[Selected passage — start]

Chandler, AZ -- For months now, Mitt Romney has been saying that he intends to make the American tax code flatter, fairer and simpler if elected president. Today, he began to lay out how.

Speaking to a crowd of about 500 in Chandler, Arizona, Romney said that his plan calls for cutting individual taxes by 20 percent.

Under such a plan, individuals currently with the highest individual tax rate -- 35 percent -- would pay a 28 percent rate instead. Similarly, all of the other tax rates -- 10 percent, 15 percent, 25 percent, 28 percent or 33 percent, depending on a person's income -- would change to 8 percent, 12 percent, 20 percent, 22.4 percent and 26.4 percent, respectively. The point of lowering marginal rates across the board was to give people more money to spend, Romney said, and to encourage businesses that pay individual tax rates to be able to hire more.

Romney said that in order to limit the impact of this plan on the deficit, and avoid adding to it, he would "limit the deductions and exemptions, particularly for high-income folks." He made a point of saying that deductions on home mortgage interest and charitable contributions for middle class families would stay in place, "but for high-income folks, we're going to cut back on that, so that we make sure the top 1 percent keeps paying the current share they're paying or more."

[Selected passage — finish]
[Information given — start]

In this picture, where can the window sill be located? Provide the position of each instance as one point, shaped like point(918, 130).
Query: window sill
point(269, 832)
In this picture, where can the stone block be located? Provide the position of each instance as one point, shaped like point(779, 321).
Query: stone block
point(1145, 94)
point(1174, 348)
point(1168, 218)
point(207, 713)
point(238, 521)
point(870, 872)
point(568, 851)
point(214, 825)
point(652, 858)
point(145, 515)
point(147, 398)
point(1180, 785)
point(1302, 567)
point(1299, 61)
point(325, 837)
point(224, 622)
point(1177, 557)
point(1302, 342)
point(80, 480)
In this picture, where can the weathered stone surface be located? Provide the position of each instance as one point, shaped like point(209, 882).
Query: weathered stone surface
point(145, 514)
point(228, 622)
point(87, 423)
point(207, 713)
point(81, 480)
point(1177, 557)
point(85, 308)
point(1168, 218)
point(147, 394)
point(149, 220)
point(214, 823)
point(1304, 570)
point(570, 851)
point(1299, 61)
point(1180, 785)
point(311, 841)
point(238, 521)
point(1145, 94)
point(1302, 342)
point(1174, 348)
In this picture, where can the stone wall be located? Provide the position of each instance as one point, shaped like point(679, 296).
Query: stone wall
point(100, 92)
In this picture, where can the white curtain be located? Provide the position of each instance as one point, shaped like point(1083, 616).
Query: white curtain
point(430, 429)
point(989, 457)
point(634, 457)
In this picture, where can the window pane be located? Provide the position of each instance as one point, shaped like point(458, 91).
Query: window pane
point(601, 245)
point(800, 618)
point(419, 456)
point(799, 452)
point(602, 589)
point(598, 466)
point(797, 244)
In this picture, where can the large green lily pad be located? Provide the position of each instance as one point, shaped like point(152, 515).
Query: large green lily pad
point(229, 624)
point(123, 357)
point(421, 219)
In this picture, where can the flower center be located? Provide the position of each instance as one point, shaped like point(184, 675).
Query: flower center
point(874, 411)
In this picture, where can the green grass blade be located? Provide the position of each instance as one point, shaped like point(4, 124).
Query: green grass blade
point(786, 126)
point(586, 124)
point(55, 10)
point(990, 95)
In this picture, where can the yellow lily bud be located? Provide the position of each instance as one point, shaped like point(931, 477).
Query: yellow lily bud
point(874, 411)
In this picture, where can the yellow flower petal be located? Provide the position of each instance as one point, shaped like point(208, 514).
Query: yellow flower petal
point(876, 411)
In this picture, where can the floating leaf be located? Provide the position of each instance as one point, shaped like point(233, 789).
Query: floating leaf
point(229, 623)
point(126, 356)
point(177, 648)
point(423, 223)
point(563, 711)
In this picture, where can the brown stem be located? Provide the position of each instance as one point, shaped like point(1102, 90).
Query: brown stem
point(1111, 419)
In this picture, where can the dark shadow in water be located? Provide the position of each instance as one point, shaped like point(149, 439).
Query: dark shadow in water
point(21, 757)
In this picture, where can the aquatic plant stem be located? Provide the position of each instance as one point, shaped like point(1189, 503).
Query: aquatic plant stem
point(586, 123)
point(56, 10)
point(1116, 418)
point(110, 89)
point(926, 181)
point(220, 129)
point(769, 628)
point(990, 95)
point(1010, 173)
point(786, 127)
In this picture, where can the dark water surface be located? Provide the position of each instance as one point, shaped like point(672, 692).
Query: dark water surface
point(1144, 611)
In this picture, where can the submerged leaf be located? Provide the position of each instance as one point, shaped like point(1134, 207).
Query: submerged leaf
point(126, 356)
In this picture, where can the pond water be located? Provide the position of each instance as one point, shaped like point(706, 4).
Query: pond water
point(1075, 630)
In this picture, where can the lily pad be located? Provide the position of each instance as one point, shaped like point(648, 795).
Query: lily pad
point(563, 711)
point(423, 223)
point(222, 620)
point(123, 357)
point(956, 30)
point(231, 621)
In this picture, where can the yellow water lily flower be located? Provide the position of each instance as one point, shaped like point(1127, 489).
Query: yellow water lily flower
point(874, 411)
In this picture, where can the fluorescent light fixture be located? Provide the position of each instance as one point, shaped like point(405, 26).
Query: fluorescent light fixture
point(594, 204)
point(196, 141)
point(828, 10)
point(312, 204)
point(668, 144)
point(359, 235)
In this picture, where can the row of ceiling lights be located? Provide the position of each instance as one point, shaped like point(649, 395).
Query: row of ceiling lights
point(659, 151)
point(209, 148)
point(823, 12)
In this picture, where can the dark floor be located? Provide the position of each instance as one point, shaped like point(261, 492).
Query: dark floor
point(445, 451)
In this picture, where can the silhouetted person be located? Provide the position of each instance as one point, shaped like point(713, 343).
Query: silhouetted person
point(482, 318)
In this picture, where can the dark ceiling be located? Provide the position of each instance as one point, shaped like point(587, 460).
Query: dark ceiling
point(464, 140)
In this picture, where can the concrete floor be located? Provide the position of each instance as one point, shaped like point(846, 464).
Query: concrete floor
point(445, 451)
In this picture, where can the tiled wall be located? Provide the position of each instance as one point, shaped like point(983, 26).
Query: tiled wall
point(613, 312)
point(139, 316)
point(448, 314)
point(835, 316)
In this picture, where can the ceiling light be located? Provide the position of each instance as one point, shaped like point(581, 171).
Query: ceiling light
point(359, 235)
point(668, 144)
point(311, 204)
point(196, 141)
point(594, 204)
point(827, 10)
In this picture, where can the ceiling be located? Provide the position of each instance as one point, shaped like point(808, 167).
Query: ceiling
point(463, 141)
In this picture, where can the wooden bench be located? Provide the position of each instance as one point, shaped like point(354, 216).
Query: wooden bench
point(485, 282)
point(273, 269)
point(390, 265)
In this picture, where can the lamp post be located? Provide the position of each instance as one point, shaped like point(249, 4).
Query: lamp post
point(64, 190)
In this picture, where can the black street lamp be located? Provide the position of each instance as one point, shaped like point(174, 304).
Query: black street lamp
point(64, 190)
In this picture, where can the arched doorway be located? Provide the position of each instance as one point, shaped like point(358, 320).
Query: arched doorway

[Information given — finish]

What to do:
- a) According to the article on Romney's tax plan, why would he lower marginal tax rates across the board?
- b) Repeat the passage of the article on Romney's tax plan between "Chandler, AZ -- For" and "by 20 percent.", inclusive.

Results by task:
- a) Romney said the point was to give people more money to spend. He also said it would let businesses that pay individual tax rates hire more.

- b)
Chandler, AZ -- For months now, Mitt Romney has been saying that he intends to make the American tax code flatter, fairer and simpler if elected president. Today, he began to lay out how.

Speaking to a crowd of about 500 in Chandler, Arizona, Romney said that his plan calls for cutting individual taxes by 20 percent.